***** Record extracts *****
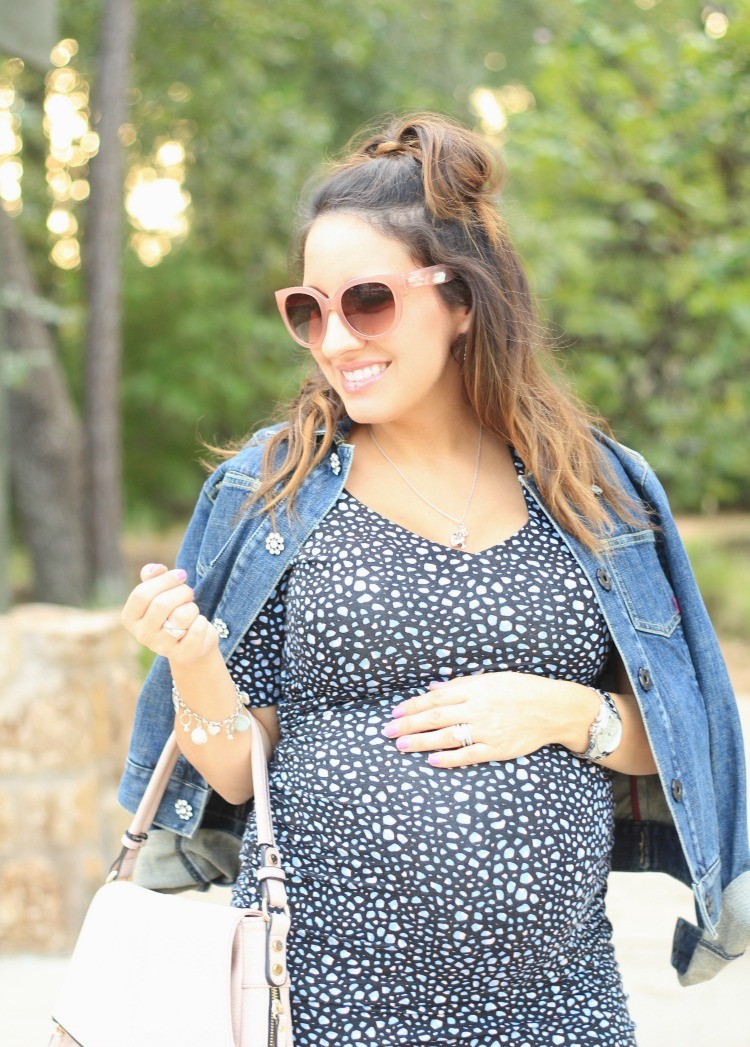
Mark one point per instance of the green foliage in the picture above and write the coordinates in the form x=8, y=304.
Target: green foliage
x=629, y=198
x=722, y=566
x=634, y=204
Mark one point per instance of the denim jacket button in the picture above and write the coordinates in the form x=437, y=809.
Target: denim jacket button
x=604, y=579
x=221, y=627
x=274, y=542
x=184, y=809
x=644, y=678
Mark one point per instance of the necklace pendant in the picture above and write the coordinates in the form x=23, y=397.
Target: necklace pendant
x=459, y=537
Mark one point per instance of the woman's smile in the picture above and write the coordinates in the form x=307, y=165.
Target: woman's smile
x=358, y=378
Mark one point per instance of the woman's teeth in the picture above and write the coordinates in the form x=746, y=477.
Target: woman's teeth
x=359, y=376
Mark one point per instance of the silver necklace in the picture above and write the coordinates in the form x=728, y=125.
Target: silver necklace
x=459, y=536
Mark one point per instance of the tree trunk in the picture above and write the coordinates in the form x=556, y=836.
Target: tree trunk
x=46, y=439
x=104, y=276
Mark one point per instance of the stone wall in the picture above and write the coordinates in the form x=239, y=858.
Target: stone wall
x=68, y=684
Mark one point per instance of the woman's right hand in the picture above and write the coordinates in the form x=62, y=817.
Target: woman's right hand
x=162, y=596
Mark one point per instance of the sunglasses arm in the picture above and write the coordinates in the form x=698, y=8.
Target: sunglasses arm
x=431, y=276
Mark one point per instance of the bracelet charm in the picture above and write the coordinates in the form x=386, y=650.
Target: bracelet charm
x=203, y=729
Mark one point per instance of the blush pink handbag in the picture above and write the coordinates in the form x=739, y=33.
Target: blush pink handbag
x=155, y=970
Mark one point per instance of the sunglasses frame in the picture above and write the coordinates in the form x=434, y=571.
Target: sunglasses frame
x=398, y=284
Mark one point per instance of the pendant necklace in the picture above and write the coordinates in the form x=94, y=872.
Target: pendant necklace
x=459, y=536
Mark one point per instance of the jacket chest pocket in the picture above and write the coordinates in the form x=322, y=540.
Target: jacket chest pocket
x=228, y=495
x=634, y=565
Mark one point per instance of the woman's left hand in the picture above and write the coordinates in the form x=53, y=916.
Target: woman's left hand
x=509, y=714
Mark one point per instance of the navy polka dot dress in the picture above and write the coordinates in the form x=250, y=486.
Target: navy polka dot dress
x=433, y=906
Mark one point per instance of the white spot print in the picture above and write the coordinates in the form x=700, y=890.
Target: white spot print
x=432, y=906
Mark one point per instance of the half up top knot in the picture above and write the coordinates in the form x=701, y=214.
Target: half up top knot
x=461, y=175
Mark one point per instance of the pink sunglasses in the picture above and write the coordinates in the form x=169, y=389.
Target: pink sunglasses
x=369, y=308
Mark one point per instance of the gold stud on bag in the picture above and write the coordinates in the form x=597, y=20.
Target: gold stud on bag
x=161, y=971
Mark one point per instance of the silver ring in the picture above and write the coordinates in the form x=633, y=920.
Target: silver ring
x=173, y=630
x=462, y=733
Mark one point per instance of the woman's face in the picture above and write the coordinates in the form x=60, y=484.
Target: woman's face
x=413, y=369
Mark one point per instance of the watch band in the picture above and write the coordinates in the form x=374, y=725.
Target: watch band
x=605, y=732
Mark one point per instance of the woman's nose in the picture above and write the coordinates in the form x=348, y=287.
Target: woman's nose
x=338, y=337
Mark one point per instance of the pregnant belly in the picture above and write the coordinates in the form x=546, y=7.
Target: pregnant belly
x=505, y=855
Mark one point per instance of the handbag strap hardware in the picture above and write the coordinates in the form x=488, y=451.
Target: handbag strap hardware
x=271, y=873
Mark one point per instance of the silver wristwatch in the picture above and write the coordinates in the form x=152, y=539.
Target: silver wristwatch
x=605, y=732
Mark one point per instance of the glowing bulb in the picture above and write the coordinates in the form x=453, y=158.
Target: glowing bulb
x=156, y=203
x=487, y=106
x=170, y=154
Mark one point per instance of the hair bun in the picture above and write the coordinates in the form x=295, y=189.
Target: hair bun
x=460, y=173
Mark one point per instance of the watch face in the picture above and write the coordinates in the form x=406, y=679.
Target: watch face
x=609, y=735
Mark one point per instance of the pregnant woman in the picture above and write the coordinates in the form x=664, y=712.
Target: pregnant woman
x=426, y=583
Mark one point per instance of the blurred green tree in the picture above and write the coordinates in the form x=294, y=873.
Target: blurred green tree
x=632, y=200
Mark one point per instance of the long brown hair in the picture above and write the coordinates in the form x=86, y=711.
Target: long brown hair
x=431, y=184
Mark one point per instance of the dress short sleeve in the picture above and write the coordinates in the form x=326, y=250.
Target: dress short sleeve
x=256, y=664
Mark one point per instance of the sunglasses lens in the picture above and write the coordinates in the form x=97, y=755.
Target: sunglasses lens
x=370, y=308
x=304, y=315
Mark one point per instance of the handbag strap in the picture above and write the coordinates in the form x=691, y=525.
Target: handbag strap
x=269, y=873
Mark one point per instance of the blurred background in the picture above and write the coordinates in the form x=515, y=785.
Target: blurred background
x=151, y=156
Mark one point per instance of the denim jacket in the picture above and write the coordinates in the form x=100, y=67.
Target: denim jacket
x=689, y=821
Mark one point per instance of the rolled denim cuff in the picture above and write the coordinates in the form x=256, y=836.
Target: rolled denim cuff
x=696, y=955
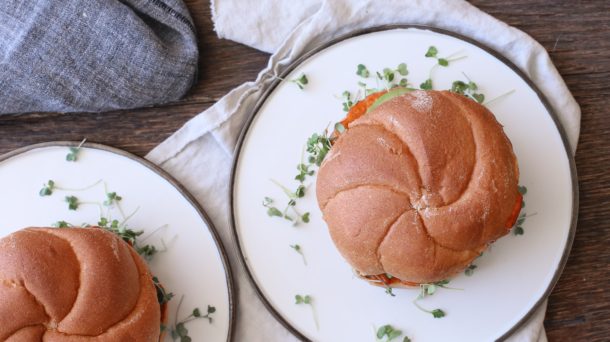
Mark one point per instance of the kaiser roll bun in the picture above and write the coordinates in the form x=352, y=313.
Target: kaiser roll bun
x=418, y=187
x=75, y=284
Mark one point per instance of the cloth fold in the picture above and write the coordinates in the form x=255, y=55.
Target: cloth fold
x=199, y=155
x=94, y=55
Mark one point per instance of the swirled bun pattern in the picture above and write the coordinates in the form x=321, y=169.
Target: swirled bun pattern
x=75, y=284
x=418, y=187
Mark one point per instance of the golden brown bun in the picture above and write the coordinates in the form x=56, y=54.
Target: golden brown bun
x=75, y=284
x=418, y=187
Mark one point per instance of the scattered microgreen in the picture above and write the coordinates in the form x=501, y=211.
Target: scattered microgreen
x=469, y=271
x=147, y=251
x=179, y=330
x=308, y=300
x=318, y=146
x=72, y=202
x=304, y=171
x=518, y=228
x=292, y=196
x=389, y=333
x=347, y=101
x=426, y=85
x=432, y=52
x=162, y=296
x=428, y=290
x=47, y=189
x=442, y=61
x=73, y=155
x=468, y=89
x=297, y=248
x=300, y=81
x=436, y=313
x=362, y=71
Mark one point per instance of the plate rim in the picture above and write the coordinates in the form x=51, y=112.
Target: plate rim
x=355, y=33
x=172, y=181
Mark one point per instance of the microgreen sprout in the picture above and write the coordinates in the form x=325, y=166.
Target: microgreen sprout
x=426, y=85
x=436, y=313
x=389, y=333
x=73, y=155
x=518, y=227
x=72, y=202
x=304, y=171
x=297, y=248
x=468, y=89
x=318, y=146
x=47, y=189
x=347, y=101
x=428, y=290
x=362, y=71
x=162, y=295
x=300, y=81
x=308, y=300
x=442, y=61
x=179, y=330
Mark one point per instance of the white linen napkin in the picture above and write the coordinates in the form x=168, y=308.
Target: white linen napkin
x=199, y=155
*****
## Task prompt
Emit the lines from the line containing "Mark one point per instance of the rolled" to the final line of the material, inclusive, exactly as written; pictures are excluded.

## The solution
Mark one point per instance of the rolled denim cuff in the picture above and write the coordinates in the form x=256, y=836.
Target: rolled denim cuff
x=696, y=955
Mark one point per instance of the kaiser roll bun in the picture above and write the coordinates in the form x=352, y=313.
Target: kaiser roll bun
x=418, y=187
x=75, y=284
Mark one point per instance of the cloth fold in the picture above and write the coordinates in the form x=255, y=55.
Target: cloth fold
x=199, y=155
x=94, y=55
Mark one point per instance of the swirled bun pattern in the picture above and write the coordinates in the form x=321, y=169.
Target: swirled bun pattern
x=75, y=284
x=418, y=187
Mark one point per instance of the golden brown bun in the picture above and write the coordinates in the form x=56, y=54.
Target: golden brown bun
x=75, y=284
x=418, y=187
Mark one point per instance of the scattered microgreen in the picture above and write the coordinates in the form x=501, y=211.
Target: scattered microgreen
x=469, y=271
x=147, y=251
x=179, y=330
x=308, y=300
x=318, y=146
x=72, y=202
x=304, y=171
x=518, y=228
x=292, y=196
x=389, y=333
x=347, y=101
x=426, y=85
x=432, y=52
x=162, y=296
x=428, y=290
x=47, y=189
x=442, y=61
x=73, y=155
x=468, y=89
x=297, y=248
x=300, y=81
x=436, y=313
x=362, y=71
Mark one point per instance of the plate rim in the picture above and write the coordinates in the form x=51, y=112.
Target: plate rim
x=355, y=33
x=172, y=181
Mark one point per instance of the microgreen sprout in the picture above and write the coordinates in the form x=325, y=166.
Target: microgreen sprout
x=426, y=85
x=436, y=313
x=389, y=333
x=73, y=155
x=518, y=227
x=72, y=202
x=304, y=171
x=297, y=248
x=468, y=89
x=318, y=146
x=47, y=189
x=347, y=101
x=428, y=290
x=362, y=71
x=162, y=295
x=300, y=81
x=308, y=300
x=442, y=61
x=179, y=330
Mark one point per instance of the white linen napkin in the picture above and write the coordinates in the form x=168, y=308.
Target: white linen napkin
x=199, y=155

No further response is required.